REQUEST: Copy the data below without any changes, covering everything from the line containing "Place a point on every instance of the dry" down to the line containing "pixel 889 245", with both of those lines included.

Rows from a pointing dataset:

= = = =

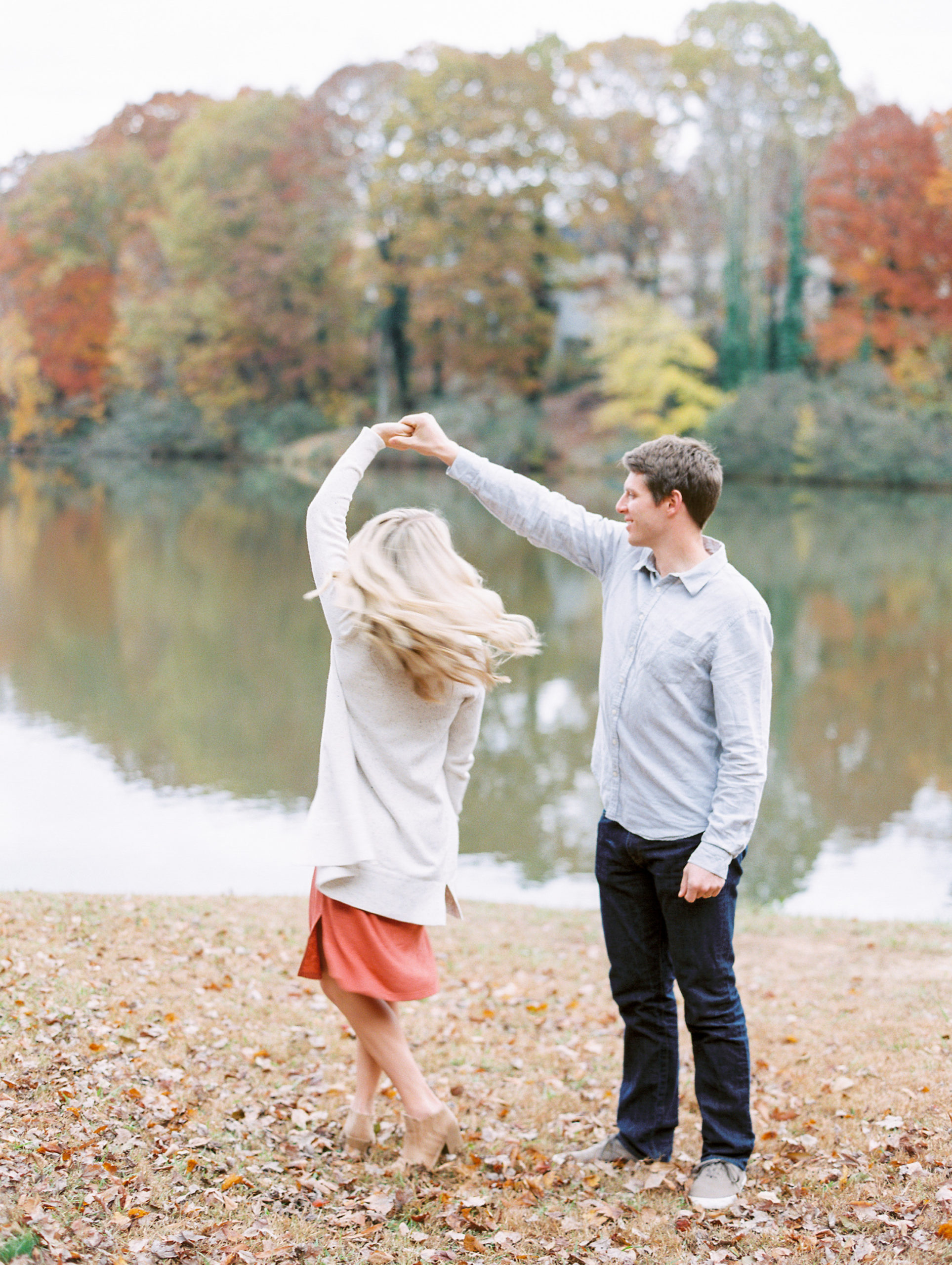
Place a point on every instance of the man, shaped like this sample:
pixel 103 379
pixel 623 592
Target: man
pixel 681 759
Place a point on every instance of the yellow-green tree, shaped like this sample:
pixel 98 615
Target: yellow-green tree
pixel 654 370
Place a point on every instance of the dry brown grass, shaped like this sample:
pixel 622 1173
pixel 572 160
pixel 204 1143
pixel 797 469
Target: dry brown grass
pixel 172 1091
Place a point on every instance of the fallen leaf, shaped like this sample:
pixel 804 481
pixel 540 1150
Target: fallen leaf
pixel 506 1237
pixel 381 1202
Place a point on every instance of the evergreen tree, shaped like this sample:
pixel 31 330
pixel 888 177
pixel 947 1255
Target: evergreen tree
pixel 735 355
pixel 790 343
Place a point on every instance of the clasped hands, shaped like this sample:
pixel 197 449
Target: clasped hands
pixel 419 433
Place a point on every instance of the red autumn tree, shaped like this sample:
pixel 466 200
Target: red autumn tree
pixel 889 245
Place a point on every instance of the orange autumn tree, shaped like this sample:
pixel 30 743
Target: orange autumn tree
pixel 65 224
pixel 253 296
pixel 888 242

= = = =

SOLUTION TO THIS PROBLEM:
Place a point on every instance of the dry brown grass, shaped like this sample:
pixel 622 1173
pixel 572 160
pixel 204 1143
pixel 797 469
Target: dry brown grass
pixel 172 1091
Place a point on every instance of the fallen leaf, shaped like this sample:
pixel 804 481
pixel 540 1150
Target: fallen leaf
pixel 506 1237
pixel 381 1202
Place a point on every instance of the evergreen tree, shaped like this sample:
pixel 31 330
pixel 888 177
pixel 947 1255
Target: evergreen tree
pixel 735 355
pixel 790 343
Place a point on every instance of the clasped hands, shaped like this sample:
pixel 197 449
Target: clasped hands
pixel 419 433
Place a point on every instance of the red autumn tree, shaped like this sample:
pixel 466 200
Target: red autumn tree
pixel 889 245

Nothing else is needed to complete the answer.